## To be done
Repeat every record below exactly, but leave out any pictures.

╭──

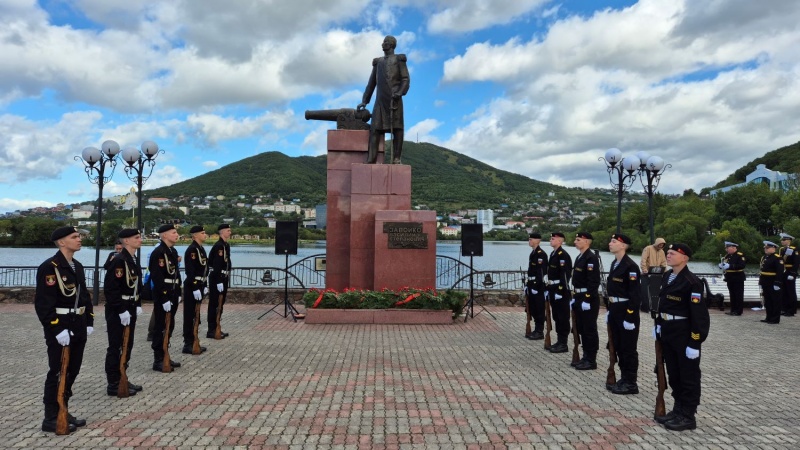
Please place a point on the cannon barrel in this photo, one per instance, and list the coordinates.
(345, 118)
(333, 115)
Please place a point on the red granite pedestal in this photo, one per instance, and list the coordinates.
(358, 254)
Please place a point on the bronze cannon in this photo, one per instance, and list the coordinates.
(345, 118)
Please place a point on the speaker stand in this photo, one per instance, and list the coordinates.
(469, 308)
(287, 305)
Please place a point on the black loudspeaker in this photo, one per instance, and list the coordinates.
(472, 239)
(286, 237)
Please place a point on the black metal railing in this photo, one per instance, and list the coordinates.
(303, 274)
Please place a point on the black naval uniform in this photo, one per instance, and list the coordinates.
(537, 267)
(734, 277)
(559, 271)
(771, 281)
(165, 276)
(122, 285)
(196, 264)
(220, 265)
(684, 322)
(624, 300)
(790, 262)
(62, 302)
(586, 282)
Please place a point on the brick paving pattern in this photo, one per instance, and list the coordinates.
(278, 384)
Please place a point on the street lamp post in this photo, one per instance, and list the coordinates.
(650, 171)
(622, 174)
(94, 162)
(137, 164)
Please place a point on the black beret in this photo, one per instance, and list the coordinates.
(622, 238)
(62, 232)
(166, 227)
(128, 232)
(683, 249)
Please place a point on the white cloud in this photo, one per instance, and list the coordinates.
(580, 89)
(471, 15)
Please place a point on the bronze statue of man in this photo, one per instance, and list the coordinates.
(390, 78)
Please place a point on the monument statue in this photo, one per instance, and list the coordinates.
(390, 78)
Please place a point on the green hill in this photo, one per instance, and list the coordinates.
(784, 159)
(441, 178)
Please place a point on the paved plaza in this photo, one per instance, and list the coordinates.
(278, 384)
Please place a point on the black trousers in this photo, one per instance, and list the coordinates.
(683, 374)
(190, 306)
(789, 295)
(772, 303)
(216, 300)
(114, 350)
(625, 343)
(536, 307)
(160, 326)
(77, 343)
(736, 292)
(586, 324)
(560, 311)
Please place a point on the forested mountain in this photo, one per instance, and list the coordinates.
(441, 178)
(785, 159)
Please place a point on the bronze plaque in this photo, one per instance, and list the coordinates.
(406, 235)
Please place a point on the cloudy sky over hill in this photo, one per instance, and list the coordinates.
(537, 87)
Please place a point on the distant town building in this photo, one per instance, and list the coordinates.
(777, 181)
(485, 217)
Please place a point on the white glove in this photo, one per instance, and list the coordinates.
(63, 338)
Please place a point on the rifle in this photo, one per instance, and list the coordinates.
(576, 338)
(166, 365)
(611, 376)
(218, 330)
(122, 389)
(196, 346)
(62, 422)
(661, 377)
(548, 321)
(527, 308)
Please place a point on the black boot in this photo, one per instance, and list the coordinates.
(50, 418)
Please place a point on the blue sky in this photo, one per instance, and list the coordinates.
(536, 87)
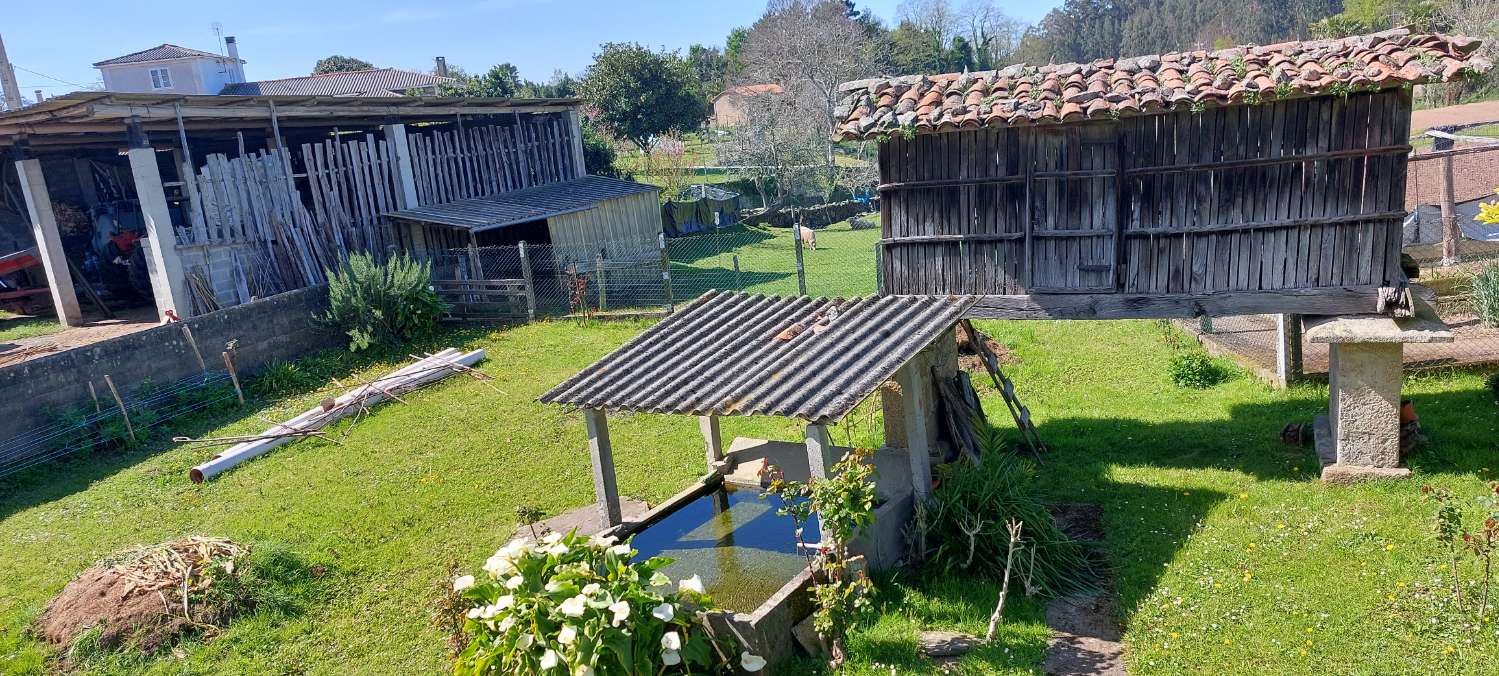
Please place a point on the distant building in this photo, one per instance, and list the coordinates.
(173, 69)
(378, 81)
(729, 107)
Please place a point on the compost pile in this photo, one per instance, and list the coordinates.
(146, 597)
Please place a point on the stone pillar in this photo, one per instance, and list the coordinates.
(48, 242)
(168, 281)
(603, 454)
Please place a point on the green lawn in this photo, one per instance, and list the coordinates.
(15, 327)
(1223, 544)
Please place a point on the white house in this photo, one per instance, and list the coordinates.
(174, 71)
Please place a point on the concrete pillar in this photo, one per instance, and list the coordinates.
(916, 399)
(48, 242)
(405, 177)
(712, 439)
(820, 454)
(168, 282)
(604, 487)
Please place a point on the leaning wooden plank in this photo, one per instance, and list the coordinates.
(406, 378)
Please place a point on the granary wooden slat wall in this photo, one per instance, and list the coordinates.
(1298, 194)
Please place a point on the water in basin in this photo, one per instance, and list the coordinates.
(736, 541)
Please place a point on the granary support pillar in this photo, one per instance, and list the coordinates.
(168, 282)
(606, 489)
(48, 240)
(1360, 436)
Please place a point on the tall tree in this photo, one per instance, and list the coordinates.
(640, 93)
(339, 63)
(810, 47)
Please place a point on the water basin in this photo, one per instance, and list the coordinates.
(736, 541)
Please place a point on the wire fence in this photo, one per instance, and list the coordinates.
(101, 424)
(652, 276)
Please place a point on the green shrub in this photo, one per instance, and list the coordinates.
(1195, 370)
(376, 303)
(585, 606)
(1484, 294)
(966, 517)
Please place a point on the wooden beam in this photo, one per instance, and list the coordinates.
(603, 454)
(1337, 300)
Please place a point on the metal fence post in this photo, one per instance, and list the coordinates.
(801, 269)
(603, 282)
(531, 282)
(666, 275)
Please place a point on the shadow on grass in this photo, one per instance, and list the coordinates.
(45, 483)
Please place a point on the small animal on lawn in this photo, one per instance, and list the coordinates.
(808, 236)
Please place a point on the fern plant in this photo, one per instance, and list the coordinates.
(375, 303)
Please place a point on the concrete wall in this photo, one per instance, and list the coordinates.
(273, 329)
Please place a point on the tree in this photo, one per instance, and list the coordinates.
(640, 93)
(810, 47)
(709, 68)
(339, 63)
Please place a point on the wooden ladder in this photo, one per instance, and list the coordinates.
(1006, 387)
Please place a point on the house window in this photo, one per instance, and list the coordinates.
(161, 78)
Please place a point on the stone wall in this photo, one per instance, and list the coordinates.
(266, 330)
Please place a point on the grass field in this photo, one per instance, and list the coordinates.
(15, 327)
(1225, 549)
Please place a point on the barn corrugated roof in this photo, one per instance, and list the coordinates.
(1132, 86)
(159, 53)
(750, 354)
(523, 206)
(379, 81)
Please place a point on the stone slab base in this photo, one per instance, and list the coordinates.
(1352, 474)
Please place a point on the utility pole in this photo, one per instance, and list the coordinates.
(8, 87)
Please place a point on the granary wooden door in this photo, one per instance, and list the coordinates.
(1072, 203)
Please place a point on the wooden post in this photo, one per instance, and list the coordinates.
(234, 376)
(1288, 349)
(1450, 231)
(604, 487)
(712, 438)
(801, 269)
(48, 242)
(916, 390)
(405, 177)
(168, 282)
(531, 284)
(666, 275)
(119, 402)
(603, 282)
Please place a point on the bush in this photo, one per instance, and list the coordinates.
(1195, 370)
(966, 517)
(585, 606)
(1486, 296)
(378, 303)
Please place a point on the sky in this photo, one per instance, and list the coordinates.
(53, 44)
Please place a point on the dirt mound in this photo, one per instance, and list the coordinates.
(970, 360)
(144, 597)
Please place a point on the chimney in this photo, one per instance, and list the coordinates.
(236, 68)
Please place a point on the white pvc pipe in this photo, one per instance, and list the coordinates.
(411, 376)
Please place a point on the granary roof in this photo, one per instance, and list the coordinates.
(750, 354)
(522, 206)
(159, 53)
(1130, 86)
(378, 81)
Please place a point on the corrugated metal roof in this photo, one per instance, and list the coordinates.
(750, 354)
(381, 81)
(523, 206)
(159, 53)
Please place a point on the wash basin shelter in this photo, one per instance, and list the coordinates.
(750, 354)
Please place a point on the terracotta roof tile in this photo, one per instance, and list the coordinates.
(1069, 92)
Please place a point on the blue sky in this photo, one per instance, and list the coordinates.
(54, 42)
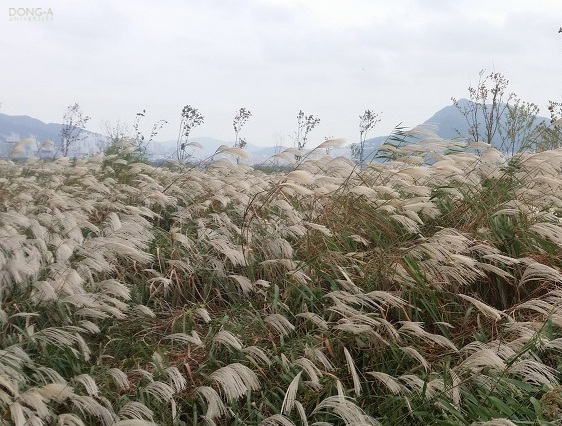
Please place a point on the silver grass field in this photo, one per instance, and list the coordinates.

╰──

## Full answer
Please place a point on the cannon barrel in this photo, one per instance, and list the coordinates.
(345, 118)
(333, 115)
Please place a point on the red granite pedestal in this photo, one per instance, and list the coordinates.
(358, 254)
Please place a point on the bronze cannon in this photo, one per instance, and list the coordinates.
(345, 118)
Please place a point on the speaker stand in this photo, one per instance, and list the coordinates.
(469, 308)
(287, 305)
Please place a point on the black loudspeaker in this photo, one per instance, and list the coordinates.
(472, 239)
(286, 237)
Please place a point on the black metal railing in this photo, one per instance, and list the coordinates.
(303, 274)
Please place a point on the black naval uniform in this photo, one per instance, and list the coordinates.
(537, 267)
(734, 277)
(559, 271)
(771, 281)
(165, 276)
(122, 285)
(196, 264)
(220, 265)
(684, 322)
(624, 300)
(790, 262)
(62, 302)
(586, 282)
Please place a point on the brick paving pattern in this photo, one per instance, and list the coordinates.
(278, 384)
Please place a point on the street lamp post in this photo, one per instance, and list the coordinates.
(650, 171)
(622, 174)
(94, 162)
(137, 164)
Please place a point on the black beret in this photo, one per instance, and list the coordinates.
(622, 238)
(62, 232)
(166, 227)
(128, 232)
(683, 249)
Please place a point on the white cloud in this photo, one per instance, and list the coordinates.
(580, 89)
(471, 15)
Please place a point on the bronze statue of man in this photo, one per instance, and list the coordinates.
(390, 78)
Please place a point on the monument statue in this photo, one per instance, and list the coordinates.
(390, 78)
Please place a point on the green hill in this photo, one per instance, and list the coordinates.
(784, 159)
(441, 178)
Please place a point on the paved plaza in this photo, one per instance, and list the coordinates.
(278, 384)
Please place a point on the black trousers in this photo, one per instance, and list the coordinates.
(683, 374)
(190, 306)
(789, 295)
(772, 303)
(216, 300)
(114, 350)
(625, 343)
(536, 307)
(160, 326)
(77, 343)
(736, 292)
(586, 324)
(560, 311)
Please place a point on the forested mountain in this photo, one per instance, and list the coordinates.
(441, 178)
(785, 159)
Please place a point on the bronze plaque in this photo, one per instance, and list the coordinates.
(406, 235)
Please place a point on the cloudy sky over hill in this photo, one per instance, and list the coordinates.
(537, 87)
Please place a point on the distant town building in this photo, one per instance, and list the coordinates.
(777, 181)
(485, 217)
Please place a point on the white glove in this photo, one per instance, and list the coordinates.
(63, 338)
Please place a point on the rifle in this photo, one per instance, and list the coordinates.
(576, 338)
(166, 365)
(611, 376)
(218, 330)
(122, 389)
(196, 346)
(62, 422)
(661, 377)
(548, 321)
(527, 308)
Please place a point on the black boot in this photo, one per instance, and list the coordinates.
(50, 418)
Please place a point on the blue sky in this photo, one per instance, and list the coordinates.
(536, 87)
Please place a point on the distant building in this photo, one per instance, and list the coordinates.
(173, 69)
(378, 81)
(729, 107)
Please place a point on the compost pile in this photo, one per instance, and list the coordinates.
(146, 597)
Please place a point on the stone pillar in this photo, one per instance, and list the coordinates.
(48, 242)
(168, 281)
(603, 454)
Please place a point on the green lawn in this photo, one per instance, and list the coordinates.
(15, 327)
(1223, 544)
Please place a point on the white house in this photo, one per instance, and list the coordinates.
(174, 71)
Please place a point on the concrete pillar in this photo, one per instance, and list the coordinates.
(916, 399)
(48, 242)
(405, 177)
(712, 439)
(820, 454)
(168, 282)
(604, 487)
Please place a point on the leaning wooden plank in this photo, one per instance, and list the coordinates.
(406, 378)
Please place a point on the granary wooden slat wall in this photo, one per instance, and list the coordinates.
(1298, 194)
Please place a point on the water in basin in this photo, one per instance, and list the coordinates.
(736, 541)
Please place a point on the granary support pillar in this photo, one per instance, and list the coordinates.
(168, 282)
(606, 489)
(48, 240)
(1360, 436)
Please place a point on the tall tree in this photo, one per instance, and list the coordinates.
(640, 93)
(339, 63)
(810, 47)
Please place a point on the water basin in this photo, one per instance, and list the coordinates.
(736, 541)
Please place a point on the wire fence in this photo, one per instance, and list the coordinates.
(101, 424)
(652, 276)
Please place a point on the green shrub in this photo, one per instance, and list the coordinates.
(1195, 370)
(376, 303)
(585, 606)
(1484, 294)
(966, 517)
Please place a point on the wooden beam in this photo, one per instance, and list the coordinates.
(603, 454)
(1337, 300)
Please place a point on the metal fence post in this photo, one per instance, and list the coordinates.
(801, 269)
(603, 282)
(531, 282)
(666, 275)
Please place a point on the shadow on grass in this photo, one per instance, and list the coordinates.
(45, 483)
Please place a point on the small animal on lawn in this photo, one per instance, and list the coordinates.
(808, 236)
Please place a point on the fern plant in this photo, one per instance, and list the coordinates.
(375, 303)
Please place a point on the concrete wall in this photo, one per instance, and list the coordinates.
(273, 329)
Please place a point on the tree in this photo, one per instance, and list the coordinates.
(640, 93)
(810, 47)
(709, 68)
(339, 63)
Please place a point on the wooden ladder in this photo, one per instance, and list the coordinates.
(1006, 387)
Please place a point on the house window in this photo, one per instance, and list the coordinates.
(161, 78)
Please place a point on the stone wall in this photo, one per instance, and list the coordinates.
(266, 330)
Please place a point on the grass field in this photo, one per instance, and list the coordinates.
(15, 327)
(1225, 549)
Please place a point on the barn corrugated roof in this photo, one per instance, and list the coordinates.
(1132, 86)
(159, 53)
(750, 354)
(523, 206)
(379, 81)
Please place a point on the stone slab base in this photo, one per instance, and list the coordinates.
(1352, 474)
Please place a point on the utility pole in this photo, one per instance, and list the coordinates.
(8, 87)
Please place a point on the granary wooden door in this photo, one per instance, and list the coordinates.
(1072, 203)
Please place a point on the wooden post in this photo, one per instance, and list the coordinates.
(234, 376)
(1288, 349)
(1450, 231)
(604, 487)
(712, 438)
(801, 269)
(48, 242)
(916, 390)
(405, 177)
(168, 282)
(531, 284)
(666, 275)
(119, 402)
(603, 282)
Please place a point on the bush in this photo, one per instance, and list the coordinates.
(1195, 370)
(966, 517)
(585, 606)
(1486, 296)
(378, 303)
Please place a point on the sky in this photo, one per instance, and list the coordinates.
(53, 44)
Please place a point on the dirt mound in this photo, one per instance, and list the coordinates.
(970, 360)
(144, 597)
Please place a point on the chimney in this photo, one per instance, and list the coordinates.
(236, 68)
Please place a point on the white pvc pipe in this photo, one per instance, and list the coordinates.
(411, 376)
Please place a point on the granary roof in this photo, one per instance, and list the coordinates.
(750, 354)
(522, 206)
(159, 53)
(1130, 86)
(378, 81)
Please place a point on the corrugated metal roof in this photo, one per instance, and list the coordinates.
(750, 354)
(381, 81)
(523, 206)
(159, 53)
Please place a point on the wash basin shelter in this photo, one per instance, and list the coordinates.
(750, 354)
Please place a point on the terracotta roof tile in this photo, one per instance, and list the coordinates.
(1069, 92)
Please place a point on the blue sky in this photo, one per instance, and list the coordinates.
(54, 42)
Please place a point on the silver grass field in this photo, one per instance, and list the coordinates.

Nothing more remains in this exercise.